→ What to produce: Copy the reaction-diffusion post from "Combining Crank-Nicolson and" through "post for details.", and swap "derived" for "introduced".

→ Extract provided:
Combining Crank-Nicolson and Runge-Kutta to Solve a Reaction-Diffusion System

We have already derived the Crank-Nicolson method to integrate the following reaction-diffusion system numerically:

$$\frac{\partial u}{\partial t} = D \frac{\partial^2 u}{\partial x^2} + f(u),$$

$$\frac{\partial u}{\partial x}\Bigg|_{x = 0, L} = 0.$$

Please refer to the earlier blog post for details.

In our previous derivation, we constructed the following stencil that we would go on to rearrange into a system of linear equations that we needed to solve every time step:

$$\frac{U_j^{n+1} - U_j^n}{\Delta t} = \frac{D}{2 \Delta x^2} \left( U_{j+1}^n - 2 U_j^n + U_{j-1}^n + U_{j+1}^{n+1} - 2 U_j^{n+1} + U_{j-1}^{n+1}\right) + f(U_j^n),$$

where $j$ and $n$ are space and time grid points respectively.

→ Dataset rows:
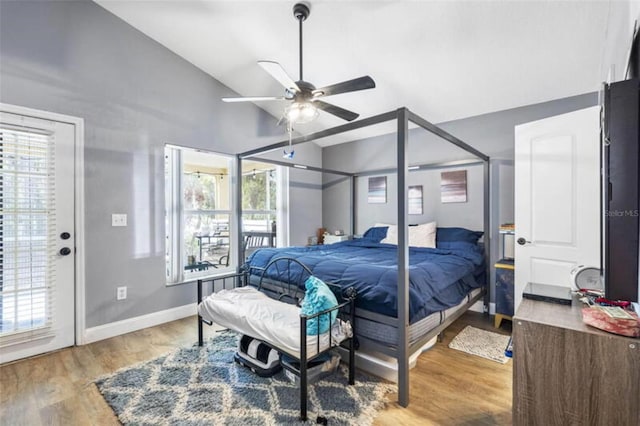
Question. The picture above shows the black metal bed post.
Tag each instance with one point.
(200, 331)
(352, 200)
(303, 367)
(403, 259)
(352, 343)
(238, 212)
(487, 230)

→ The answer:
Combining Crank-Nicolson and Runge-Kutta to Solve a Reaction-Diffusion System

We have already introduced the Crank-Nicolson method to integrate the following reaction-diffusion system numerically:

$$\frac{\partial u}{\partial t} = D \frac{\partial^2 u}{\partial x^2} + f(u),$$

$$\frac{\partial u}{\partial x}\Bigg|_{x = 0, L} = 0.$$

Please refer to the earlier blog post for details.